- EXERCISE MATERIAL:

•••••

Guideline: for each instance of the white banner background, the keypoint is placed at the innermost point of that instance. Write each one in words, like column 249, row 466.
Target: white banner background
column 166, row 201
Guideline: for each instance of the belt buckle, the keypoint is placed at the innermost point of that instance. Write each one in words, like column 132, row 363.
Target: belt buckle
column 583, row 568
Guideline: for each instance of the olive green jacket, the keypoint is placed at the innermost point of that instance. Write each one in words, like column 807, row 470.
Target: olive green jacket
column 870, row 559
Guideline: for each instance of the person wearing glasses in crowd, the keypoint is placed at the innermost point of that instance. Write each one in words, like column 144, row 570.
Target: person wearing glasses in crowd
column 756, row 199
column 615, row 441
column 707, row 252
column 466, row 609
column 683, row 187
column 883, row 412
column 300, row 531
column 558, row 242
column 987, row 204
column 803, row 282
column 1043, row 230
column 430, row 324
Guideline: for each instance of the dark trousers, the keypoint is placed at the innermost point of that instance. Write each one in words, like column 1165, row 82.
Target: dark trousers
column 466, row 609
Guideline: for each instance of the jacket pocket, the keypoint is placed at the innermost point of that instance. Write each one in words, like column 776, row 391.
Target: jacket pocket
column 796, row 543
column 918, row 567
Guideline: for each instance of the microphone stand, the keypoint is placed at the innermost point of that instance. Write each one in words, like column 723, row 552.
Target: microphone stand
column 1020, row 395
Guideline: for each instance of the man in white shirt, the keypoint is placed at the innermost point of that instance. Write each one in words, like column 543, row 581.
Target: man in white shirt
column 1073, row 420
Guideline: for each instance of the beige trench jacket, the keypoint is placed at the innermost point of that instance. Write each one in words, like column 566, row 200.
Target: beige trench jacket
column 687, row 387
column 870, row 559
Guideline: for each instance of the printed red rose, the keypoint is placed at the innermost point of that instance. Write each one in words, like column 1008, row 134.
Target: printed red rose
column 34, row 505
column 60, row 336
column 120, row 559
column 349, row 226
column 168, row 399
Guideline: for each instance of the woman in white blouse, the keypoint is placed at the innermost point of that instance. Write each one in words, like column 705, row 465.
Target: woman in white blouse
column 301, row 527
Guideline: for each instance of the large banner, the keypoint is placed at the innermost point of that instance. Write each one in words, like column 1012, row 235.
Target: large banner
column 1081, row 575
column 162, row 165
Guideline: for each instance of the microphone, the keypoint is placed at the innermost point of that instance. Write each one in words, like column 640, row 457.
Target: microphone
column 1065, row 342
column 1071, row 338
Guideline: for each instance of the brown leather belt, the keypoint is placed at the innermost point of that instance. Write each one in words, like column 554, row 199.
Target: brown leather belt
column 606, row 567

•••••

- EXERCISE DIRECTIONS: Nothing may change. Retype all of the entries.

- RESULT OF THIS TASK:
Guideline: for each instance of the white banner background, the keypoint is placed at the innermost point of that instance. Write each one in words, like column 249, row 466.
Target: white banner background
column 166, row 201
Guideline: for each instance of the belt buckle, the keypoint is placed at the innermost point of that instance. Write each one in words, like column 132, row 363.
Target: belt buckle
column 583, row 568
Guideline: for each instance of the olive green jacket, the keypoint is placed at the innermost point of that instance. Write each one in words, like column 807, row 470.
Target: olive green jacket
column 870, row 559
Guideline: for each instance of the person wearing glasses in crowd, the keypoint is placed at the innermost point of that instance. Write each one in words, like column 144, row 570.
Target: person wearing glasses in crowd
column 756, row 199
column 615, row 441
column 707, row 252
column 466, row 609
column 683, row 187
column 883, row 412
column 300, row 531
column 558, row 242
column 987, row 204
column 803, row 282
column 1043, row 230
column 430, row 324
Guideline: for each instance of the dark trousers, the keypoint is placed at the innermost point of that instance. Write each one in words, like column 1165, row 82.
Target: dark trousers
column 466, row 609
Guideline: for each instance of the jacket pocket, the keypoint is placed at the innermost point of that instance. Write each one in words, like column 776, row 391.
Target: jacket pocket
column 796, row 543
column 918, row 567
Guideline: for each instance of the microphone stand, the keypoint is placed at the innermost point of that instance. Write each one in words, like column 723, row 552.
Target: microphone stand
column 1020, row 395
Guideline: for each instance of the man in white shirt, the keypoint is placed at the innermost point of that instance. Write each one in words, like column 543, row 581.
Target: man in white shirt
column 1073, row 420
Guideline: for each instance of the beige trench jacket, the keypoint is placed at the innermost point of that instance. Write each one in words, like column 566, row 200.
Target: beige trench jacket
column 687, row 387
column 870, row 559
Guideline: for each instance of the printed red rose, the keypoint is placed at the innermost point of that instance. Write each one in words, like column 1008, row 134.
Target: printed red rose
column 34, row 505
column 60, row 336
column 120, row 559
column 349, row 226
column 168, row 399
Guideline: for each instance of the woman in white blouse, the keypoint is placed at the innermost point of that instance. Write each one in words, like column 705, row 465.
Target: woman in white blouse
column 301, row 527
Guideline: for each instance of the large banner, the keypoint is placed at the innermost point of that instance. Write each one in words, like column 1012, row 235.
Target: large banner
column 1081, row 575
column 162, row 165
Guideline: for each instance of the microphone, the keypoint is placed at the innermost point of that instance. Write each one in words, like column 640, row 457.
Target: microphone
column 1065, row 342
column 1071, row 338
Guideline: for each instance of the brown leather belt, the keypoint is placed at the innermost point of that instance. Write each one in words, like column 554, row 199.
Target: brown leather belt
column 606, row 567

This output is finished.